● Work request:
Word for word, the data below must be repeated in full; no picture is to be included.

● Records from a dataset:
*****

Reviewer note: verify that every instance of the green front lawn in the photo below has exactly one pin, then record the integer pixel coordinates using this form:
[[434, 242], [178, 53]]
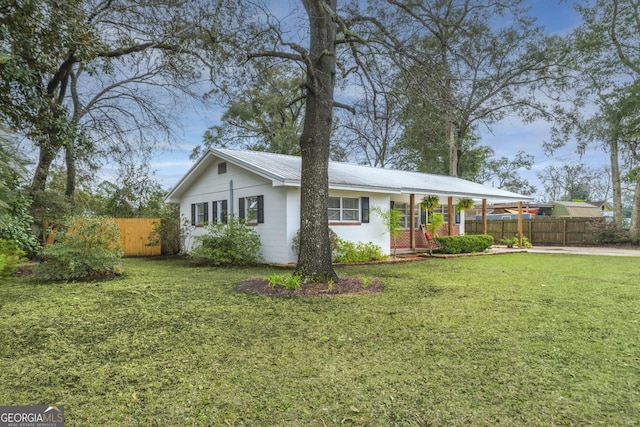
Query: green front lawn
[[511, 340]]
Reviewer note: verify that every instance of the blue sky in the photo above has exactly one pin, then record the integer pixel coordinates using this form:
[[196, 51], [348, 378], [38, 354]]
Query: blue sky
[[506, 138]]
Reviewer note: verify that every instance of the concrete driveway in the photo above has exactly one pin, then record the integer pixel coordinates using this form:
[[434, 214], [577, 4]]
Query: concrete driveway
[[578, 250]]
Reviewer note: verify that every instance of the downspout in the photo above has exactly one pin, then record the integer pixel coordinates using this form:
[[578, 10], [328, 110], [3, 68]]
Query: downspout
[[230, 197]]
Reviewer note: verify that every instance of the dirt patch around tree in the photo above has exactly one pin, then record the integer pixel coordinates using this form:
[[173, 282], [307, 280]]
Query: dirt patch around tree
[[342, 286]]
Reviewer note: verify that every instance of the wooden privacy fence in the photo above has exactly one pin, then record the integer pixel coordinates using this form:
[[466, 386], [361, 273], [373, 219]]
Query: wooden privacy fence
[[134, 236], [543, 231]]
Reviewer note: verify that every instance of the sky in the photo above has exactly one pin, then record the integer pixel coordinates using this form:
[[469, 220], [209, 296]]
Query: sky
[[506, 138]]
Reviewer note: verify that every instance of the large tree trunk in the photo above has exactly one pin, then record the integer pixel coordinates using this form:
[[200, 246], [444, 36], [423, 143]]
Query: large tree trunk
[[616, 183], [634, 231], [41, 174], [70, 189], [314, 259]]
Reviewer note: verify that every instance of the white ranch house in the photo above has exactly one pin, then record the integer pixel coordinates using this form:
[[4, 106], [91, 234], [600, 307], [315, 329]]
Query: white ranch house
[[264, 189]]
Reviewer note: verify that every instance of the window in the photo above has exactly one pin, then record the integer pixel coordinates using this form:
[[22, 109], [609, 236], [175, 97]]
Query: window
[[199, 213], [219, 213], [251, 209], [404, 214], [344, 209]]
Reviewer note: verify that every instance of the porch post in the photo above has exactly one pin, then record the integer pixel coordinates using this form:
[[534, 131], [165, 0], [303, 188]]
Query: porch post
[[484, 216], [412, 233], [452, 216], [520, 224]]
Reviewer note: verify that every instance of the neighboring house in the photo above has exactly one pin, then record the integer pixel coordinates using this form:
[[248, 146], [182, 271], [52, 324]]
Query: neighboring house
[[605, 207], [576, 210], [264, 189]]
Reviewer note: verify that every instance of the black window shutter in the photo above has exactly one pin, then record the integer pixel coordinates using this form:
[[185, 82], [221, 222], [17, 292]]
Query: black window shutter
[[223, 214], [260, 209], [364, 209], [241, 207]]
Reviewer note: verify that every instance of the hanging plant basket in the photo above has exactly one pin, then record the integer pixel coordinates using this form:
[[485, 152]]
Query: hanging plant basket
[[465, 204], [429, 203]]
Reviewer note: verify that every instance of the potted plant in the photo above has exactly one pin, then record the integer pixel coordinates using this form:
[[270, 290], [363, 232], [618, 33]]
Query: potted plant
[[465, 205], [429, 203]]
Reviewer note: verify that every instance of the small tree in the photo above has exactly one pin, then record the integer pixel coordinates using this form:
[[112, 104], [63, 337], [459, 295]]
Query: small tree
[[231, 243], [392, 218]]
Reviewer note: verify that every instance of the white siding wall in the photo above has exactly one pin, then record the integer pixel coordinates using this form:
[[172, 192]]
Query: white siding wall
[[281, 211], [293, 221], [211, 186], [375, 231]]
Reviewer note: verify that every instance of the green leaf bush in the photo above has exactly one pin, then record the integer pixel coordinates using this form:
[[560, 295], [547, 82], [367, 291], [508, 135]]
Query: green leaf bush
[[350, 252], [10, 256], [231, 243], [87, 248], [464, 244]]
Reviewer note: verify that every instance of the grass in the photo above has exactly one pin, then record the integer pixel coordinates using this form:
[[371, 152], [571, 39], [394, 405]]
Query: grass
[[513, 340]]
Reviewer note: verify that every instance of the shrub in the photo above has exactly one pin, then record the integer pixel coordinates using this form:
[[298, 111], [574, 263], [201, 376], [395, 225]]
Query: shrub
[[90, 247], [350, 252], [167, 232], [15, 224], [10, 256], [232, 243], [464, 244], [512, 242]]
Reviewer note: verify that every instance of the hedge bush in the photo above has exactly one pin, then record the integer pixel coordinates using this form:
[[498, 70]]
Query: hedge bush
[[231, 243], [10, 256], [87, 248], [464, 244]]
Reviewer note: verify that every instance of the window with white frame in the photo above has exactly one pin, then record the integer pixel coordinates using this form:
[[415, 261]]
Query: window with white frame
[[199, 213], [219, 214], [251, 209], [344, 209]]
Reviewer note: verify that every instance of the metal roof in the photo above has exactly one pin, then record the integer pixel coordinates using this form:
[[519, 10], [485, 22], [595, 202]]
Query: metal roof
[[286, 170], [576, 210]]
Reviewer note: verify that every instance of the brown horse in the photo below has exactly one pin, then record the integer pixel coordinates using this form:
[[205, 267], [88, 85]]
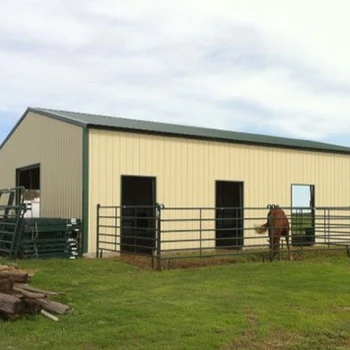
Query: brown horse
[[278, 226]]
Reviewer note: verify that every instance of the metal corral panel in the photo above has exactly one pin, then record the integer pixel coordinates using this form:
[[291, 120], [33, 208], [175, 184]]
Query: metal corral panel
[[186, 170], [57, 146]]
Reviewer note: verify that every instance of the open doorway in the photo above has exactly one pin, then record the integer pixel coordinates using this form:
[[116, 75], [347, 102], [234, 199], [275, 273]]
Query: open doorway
[[138, 221], [229, 214], [303, 212], [29, 178]]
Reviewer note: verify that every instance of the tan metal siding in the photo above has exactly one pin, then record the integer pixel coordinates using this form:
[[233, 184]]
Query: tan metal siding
[[186, 171], [57, 146]]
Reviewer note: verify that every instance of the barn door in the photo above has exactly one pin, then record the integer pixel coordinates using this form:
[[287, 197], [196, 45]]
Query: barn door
[[229, 214], [138, 214]]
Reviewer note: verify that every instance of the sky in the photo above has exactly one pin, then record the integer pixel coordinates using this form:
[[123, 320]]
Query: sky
[[269, 67]]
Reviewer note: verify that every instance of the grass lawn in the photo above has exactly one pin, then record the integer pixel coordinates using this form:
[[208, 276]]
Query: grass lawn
[[280, 305]]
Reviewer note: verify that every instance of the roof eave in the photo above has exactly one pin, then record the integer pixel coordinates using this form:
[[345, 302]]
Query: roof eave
[[208, 138], [45, 113]]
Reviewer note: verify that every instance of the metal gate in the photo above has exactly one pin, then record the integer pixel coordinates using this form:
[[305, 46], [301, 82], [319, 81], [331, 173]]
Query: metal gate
[[168, 234]]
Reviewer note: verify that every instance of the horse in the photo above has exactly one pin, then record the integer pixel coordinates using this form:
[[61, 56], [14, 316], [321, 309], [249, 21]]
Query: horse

*****

● Response to the exercise:
Reviewer note: verify that every instance of the green front lawn in the photo below has exactly one pin, then record the integer pixel coordinates using this form:
[[434, 242], [178, 53]]
Query: green front lawn
[[511, 340]]
Reviewer note: verify that every instance of the blue sky in the photo above has exactly one pin, then record the integer pixel coordinates using this form:
[[196, 51], [348, 378], [38, 354]]
Query: blue sky
[[506, 138]]
Reviewer note: verify that every instance of the concrete driveway in the photo above has exactly one pin, then record the integer pixel coordinates using this form:
[[434, 214], [577, 4]]
Query: concrete driveway
[[578, 250]]
Reviewer note: verify that every instance of the downspout in the photo above has exactly one pin, then record the integer pixel coordinates using this form:
[[578, 10], [328, 110], [3, 68]]
Query: downspout
[[230, 197]]
Reviewer note: verify that every instance of the dirt patch around tree in the photo above has exactly one pin, then record the integer pixel coordinates using this form:
[[173, 282], [307, 280]]
Query: dirt patch around tree
[[342, 286]]
Reviewer note: verify that every instance of the wooden privacy fence in the photo above has exactly one pin, then record the integer pixel coordinates using this form:
[[466, 386], [361, 273], [373, 219]]
Query: wooden privacy fence
[[134, 236], [543, 231]]
Reviewer note: verify that every instance of the sky in the photo above has exactly one pin, then record the integer pixel coordinates using this form:
[[469, 220], [209, 296]]
Query: sky
[[506, 138]]
Reviewer note: verify that every instance of the large tree trunk in the photo above has exactly one pin, then record the integer pixel coordinates using this form:
[[200, 246], [444, 36], [423, 143]]
Query: large tree trunk
[[616, 183], [634, 231], [41, 174], [70, 189], [314, 259]]
Reviewer note: verify that every instance of the white ranch house in the photo above has exactly one pin, then record the integer pixel coordinates using this form:
[[4, 106], [91, 234], [600, 307], [315, 329]]
Query: white ranch house
[[264, 189]]
Reviewer note: verify that every instance of the window in the photo above has exactly one pin, then record the integer pixel coordinates using this form:
[[22, 109], [609, 236], [175, 97]]
Query: window
[[199, 213], [219, 213], [251, 209], [404, 214], [344, 209]]
Reviewer note: verify that every instance of the porch post in the photo above has exactly one pin, then record the integer pixel coordinates using this form:
[[534, 131], [165, 0], [303, 188]]
Query: porch post
[[484, 216], [412, 233], [452, 216], [520, 224]]
Reviewer note: verify that every instance of the neighboring house in the photo above has exactly one pin, then record the integer pixel coordinates using this form:
[[248, 146], [182, 271], [52, 324]]
Query: neighboring house
[[605, 207], [576, 210], [264, 189]]
Reviewer note: verify that every instance of the black window shutter in the photo above has exactly one pin, then record the integer pixel coordinates using this form:
[[185, 82], [221, 222], [17, 292]]
Query: black window shutter
[[223, 214], [260, 209], [364, 209], [241, 207]]
Reviewer note: verify that every instance of the hanging plant basket in the photo above has exactly one pin, then record the integer pixel coordinates using this form:
[[485, 152]]
Query: hanging plant basket
[[465, 204], [429, 203]]
Reviewer note: verify that every instance of the potted plant in the photo above has exactly one pin, then record the integer pixel coordinates using this form:
[[270, 290], [363, 232], [618, 33]]
Query: potted plant
[[465, 205], [429, 203]]
Reviewer note: verify that every instance of the small tree in the photo above has exactly one pin, then record the integer pixel coordinates using this form:
[[112, 104], [63, 337], [459, 295]]
Query: small tree
[[231, 243], [392, 218]]
Reviewer note: verify that every instance of the white siding wall in the photo above has exactly one pin, then record the integer pixel coordinates using this form:
[[172, 192]]
Query: white siding wall
[[281, 211], [293, 221], [211, 186], [375, 231]]
Reviewer note: verify that every instance of the green leaf bush in the photo above has exactly one pin, then record the integer pixel coordinates using this form:
[[560, 295], [547, 82], [367, 291], [508, 135]]
Query: green leaf bush
[[350, 252], [10, 256], [231, 243], [87, 248], [464, 244]]
Reviewer note: verify that every instance of the grass in the photo above has exactly one pin, then record the integer pixel coordinates using this form:
[[371, 152], [571, 39], [394, 405]]
Query: grass
[[513, 340]]
Reviewer note: verify that every instance of the shrub in the photo above has exactly one pin, then record the integer pixel coordinates using this form:
[[298, 111], [574, 263], [201, 376], [395, 225]]
Query: shrub
[[90, 247], [350, 252], [167, 232], [15, 224], [10, 256], [232, 243], [464, 244], [512, 242]]
Reviewer note: verify that every instance of the hedge bush in the photo above has exactly one pin, then record the integer pixel coordinates using this form:
[[498, 70]]
Query: hedge bush
[[231, 243], [10, 256], [87, 248], [464, 244]]
Reviewer note: verify that every instance of the window with white frame in the photo above has exactly one pin, then record the integer pixel coordinates using this form:
[[415, 261]]
Query: window with white frame
[[199, 213], [219, 214], [251, 209], [344, 209]]
Reviewer note: verify that every instance of the metal roof in the photo above has exactly one pin, then record the integer pixel coordinates using this form:
[[519, 10], [485, 22], [595, 202]]
Query: metal roof
[[286, 170], [576, 210]]
Reviewer note: verify that every instance of the brown horse in the photo below has exactly one pin, then record the integer pixel coordinates using this form:
[[205, 267], [88, 85]]
Query: brown horse
[[278, 226]]
Reviewer note: verify that every instance of the metal corral panel in the photo above has exactly one pin, then record the integer pixel coordinates using this form:
[[291, 120], [33, 208], [175, 184]]
Query: metal corral panel
[[186, 170], [57, 146]]
Reviewer note: verify that every instance of the open doorway in the photo above has exactly one pin, then record the integer pixel coordinates using this form:
[[116, 75], [347, 102], [234, 199], [275, 273]]
Query: open doorway
[[138, 221], [229, 214], [303, 212], [29, 178]]
Reviewer note: verify that every instance of the tan metal siding in the photo above has exactly one pin, then record the integer pixel coordinates using this form:
[[233, 184]]
Query: tan metal siding
[[186, 171], [57, 146]]
Reviewer note: verify that every instance of the barn door in the photo above has exactly one pin, then record the integer pixel coordinates using this form:
[[287, 197], [196, 45]]
Query: barn door
[[229, 214], [138, 214]]
Reviewer note: verify that every instance of the sky in the photo above has exactly one pin, then record the integer pixel coordinates using this form:
[[123, 320]]
Query: sky
[[269, 67]]
Reviewer note: verify that every instance of the grass lawn in the photo above has exactly one pin, then record the integer pixel coordinates using this form:
[[208, 276]]
Query: grass lawn
[[280, 305]]
Reviewer note: verify that every instance of the roof eave in the photo above has exactly one pin, then record the integer pixel coordinates using this form:
[[345, 302]]
Query: roof eave
[[208, 138], [45, 113]]
Reviewer note: verify that every instance of the metal gate in the photo above has exactly one pin, then record the integer pixel coordinates using this form:
[[305, 46], [301, 82], [319, 81], [331, 173]]
Query: metal gate
[[168, 234]]
Reviewer note: verify that every instance of the horse in the photo above has exactly one pin, then record the integer pixel coordinates using this form:
[[61, 56], [14, 316], [321, 309], [249, 21]]
Query: horse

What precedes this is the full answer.